▶ _Aim_: Reproduce each line exactly. Skip none.
┄┄┄┄┄┄┄┄┄┄
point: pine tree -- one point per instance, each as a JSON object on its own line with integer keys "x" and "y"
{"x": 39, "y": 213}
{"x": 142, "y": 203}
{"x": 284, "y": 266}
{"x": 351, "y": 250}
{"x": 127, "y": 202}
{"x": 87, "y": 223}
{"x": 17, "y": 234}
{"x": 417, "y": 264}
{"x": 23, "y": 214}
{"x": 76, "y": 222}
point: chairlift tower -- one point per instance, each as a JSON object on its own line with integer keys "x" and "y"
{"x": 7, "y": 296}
┄┄┄┄┄┄┄┄┄┄
▶ _Written response_:
point: pine tree -- one point per instance, each as a JSON object on its own line with integer keys "x" and "y"
{"x": 39, "y": 213}
{"x": 142, "y": 203}
{"x": 284, "y": 266}
{"x": 351, "y": 250}
{"x": 127, "y": 202}
{"x": 87, "y": 223}
{"x": 17, "y": 234}
{"x": 417, "y": 264}
{"x": 23, "y": 214}
{"x": 76, "y": 222}
point: chairlift tower -- one point per instance, each as a JSON object on its own line with integer keys "x" and "y"
{"x": 7, "y": 296}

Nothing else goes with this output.